==== QUOTED PASSAGE

Thinking like a consultant

"I’ve learned that when something looks impossible, you get positive, think creatively and find a way to make it work."



Before I joined the firm, I had a very critical attitude when discussing ideas and projects. I focused on the problems—all the reasons something wasn’t working or couldn’t work. In my previous jobs, I was usually complimented for this quality, and people often agreed with my analysis of a situation. But McKinsey people don’t approach things that way. Of course we think critically, but we rarely say something cannot be done, even among ourselves. I’ve learned that when something looks impossible, you get positive, think creatively, and find a way to make it work. McKinsey consultants are people who say, “Okay. We can do it.”

Why McKinsey

Before joining McKinsey, I worked as a systems engineer and as a sales specialist for a high-tech corporation. Then in 2005, I spent two months as a McKinsey summer associate, developing sales and marketing strategy for a global software company. I was familiar with the software industry, but I had not dealt with global marketing before. It was a great learning experience, and I saw that McKinsey provides opportunities to work on many different topics, across all kinds of industries. I love to be challenged by my work, and McKinsey looked like the place where I could challenge myself the most, learn the most, and develop the most. So after the summer program, I finished my M.B.A. and joined the firm.

Knowledge resources

On my first engagement as an associate, I worked on product development and quality control for a consumer electronics company. This was the first time I learned about design-to-value and design-to-cost—strategies related to product design. As I learned about these concepts, I was surprised to find McKinsey had so many experts who could help, and I began to appreciate the richness of McKinsey’s knowledge resources. And not just the knowledge our own people have— the firm’s knowledge database is also amazing.

Keys to working at McKinsey

The biggest challenge that I had in the first project was prioritizing things. I was the kind of person who makes a “to-do” list and crosses things off one by one. But my engagement manager helped me to focus on what was important and the other associate on the project taught me to be flexible.

========

» GOAL A
Turn everything in the entries from the line containing "Target: woman in yellow headscarf" down to the end of the entries into a Markdown table with the columns "Row" and "Entry line", one line per row and no blank lines.

==== DATA TO USE

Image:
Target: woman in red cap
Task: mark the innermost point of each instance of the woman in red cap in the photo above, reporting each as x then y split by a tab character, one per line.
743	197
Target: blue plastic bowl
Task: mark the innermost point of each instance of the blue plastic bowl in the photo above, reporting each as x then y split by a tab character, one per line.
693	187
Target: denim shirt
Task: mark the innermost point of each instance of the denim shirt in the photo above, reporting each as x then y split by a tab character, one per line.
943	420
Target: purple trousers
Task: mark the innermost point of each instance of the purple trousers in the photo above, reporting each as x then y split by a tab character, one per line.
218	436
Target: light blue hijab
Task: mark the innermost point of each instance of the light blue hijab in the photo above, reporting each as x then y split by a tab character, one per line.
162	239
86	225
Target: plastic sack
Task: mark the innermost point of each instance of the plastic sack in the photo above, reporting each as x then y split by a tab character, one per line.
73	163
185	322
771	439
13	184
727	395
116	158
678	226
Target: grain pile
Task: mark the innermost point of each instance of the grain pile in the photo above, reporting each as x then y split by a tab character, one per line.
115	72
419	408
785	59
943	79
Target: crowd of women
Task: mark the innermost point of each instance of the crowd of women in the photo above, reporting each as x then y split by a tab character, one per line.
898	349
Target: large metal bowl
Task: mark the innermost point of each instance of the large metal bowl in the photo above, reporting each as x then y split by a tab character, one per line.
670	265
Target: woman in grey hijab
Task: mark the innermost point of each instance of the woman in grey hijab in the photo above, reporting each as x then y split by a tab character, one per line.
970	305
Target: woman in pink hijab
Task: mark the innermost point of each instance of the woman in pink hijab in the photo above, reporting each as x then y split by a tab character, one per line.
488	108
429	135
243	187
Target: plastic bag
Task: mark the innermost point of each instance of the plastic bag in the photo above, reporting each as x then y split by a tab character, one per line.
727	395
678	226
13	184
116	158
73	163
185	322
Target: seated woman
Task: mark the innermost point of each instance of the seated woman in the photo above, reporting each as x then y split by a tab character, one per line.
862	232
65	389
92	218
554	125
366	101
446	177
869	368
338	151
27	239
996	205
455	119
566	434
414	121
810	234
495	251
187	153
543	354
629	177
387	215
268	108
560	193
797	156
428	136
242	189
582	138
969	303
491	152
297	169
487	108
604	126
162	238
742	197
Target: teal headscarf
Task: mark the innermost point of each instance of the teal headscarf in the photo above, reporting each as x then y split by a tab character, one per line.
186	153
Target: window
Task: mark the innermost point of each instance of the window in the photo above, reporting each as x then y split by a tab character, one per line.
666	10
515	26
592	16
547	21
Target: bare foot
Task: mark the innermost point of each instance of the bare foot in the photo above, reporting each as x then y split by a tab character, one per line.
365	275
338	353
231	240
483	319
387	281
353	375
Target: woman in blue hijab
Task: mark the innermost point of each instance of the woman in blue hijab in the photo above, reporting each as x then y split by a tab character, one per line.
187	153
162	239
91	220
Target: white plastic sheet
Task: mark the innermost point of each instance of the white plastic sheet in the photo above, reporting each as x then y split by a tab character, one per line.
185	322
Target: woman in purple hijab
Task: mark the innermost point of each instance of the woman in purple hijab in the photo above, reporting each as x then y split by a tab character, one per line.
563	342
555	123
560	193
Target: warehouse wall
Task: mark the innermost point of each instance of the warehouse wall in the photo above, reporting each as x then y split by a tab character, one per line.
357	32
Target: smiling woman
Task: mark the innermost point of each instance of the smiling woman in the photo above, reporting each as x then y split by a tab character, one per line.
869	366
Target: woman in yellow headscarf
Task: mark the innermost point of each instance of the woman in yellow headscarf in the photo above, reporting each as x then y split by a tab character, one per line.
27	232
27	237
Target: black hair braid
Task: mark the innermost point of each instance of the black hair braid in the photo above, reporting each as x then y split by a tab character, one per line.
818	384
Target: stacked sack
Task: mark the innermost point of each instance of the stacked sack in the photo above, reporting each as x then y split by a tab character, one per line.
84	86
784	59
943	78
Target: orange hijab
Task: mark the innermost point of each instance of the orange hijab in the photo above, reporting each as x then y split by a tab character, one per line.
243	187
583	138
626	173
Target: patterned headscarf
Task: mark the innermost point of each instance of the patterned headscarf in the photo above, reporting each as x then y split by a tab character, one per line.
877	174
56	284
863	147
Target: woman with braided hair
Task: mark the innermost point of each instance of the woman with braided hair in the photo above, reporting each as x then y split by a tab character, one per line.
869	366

========

» GOAL B
In the profile about working at McKinsey, what two jobs did the writer hold before joining the firm?

» CORRECT RESULT A
| Row | Entry line |
|---|---|
| 1 | Target: woman in yellow headscarf |
| 2 | Task: mark the innermost point of each instance of the woman in yellow headscarf in the photo above, reporting each as x then y split by a tab character, one per line. |
| 3 | 27	232 |
| 4 | 27	237 |
| 5 | Target: black hair braid |
| 6 | Task: mark the innermost point of each instance of the black hair braid in the photo above, reporting each as x then y split by a tab character, one per line. |
| 7 | 818	384 |
| 8 | Target: stacked sack |
| 9 | Task: mark the innermost point of each instance of the stacked sack in the photo above, reporting each as x then y split by a tab character, one per line. |
| 10 | 84	86 |
| 11 | 784	59 |
| 12 | 943	78 |
| 13 | Target: orange hijab |
| 14 | Task: mark the innermost point of each instance of the orange hijab in the photo above, reporting each as x then y split by a tab character, one per line. |
| 15 | 243	187 |
| 16 | 583	138 |
| 17 | 626	173 |
| 18 | Target: patterned headscarf |
| 19 | Task: mark the innermost point of each instance of the patterned headscarf in the photo above, reporting each as x then y split by a tab character, one per line. |
| 20 | 877	174 |
| 21 | 56	284 |
| 22 | 863	147 |
| 23 | Target: woman with braided hair |
| 24 | Task: mark the innermost point of each instance of the woman with braided hair in the photo above, reporting each as x then y split by a tab character, one per line. |
| 25 | 869	366 |

» CORRECT RESULT B
Systems engineer and sales specialist for a high-tech corporation.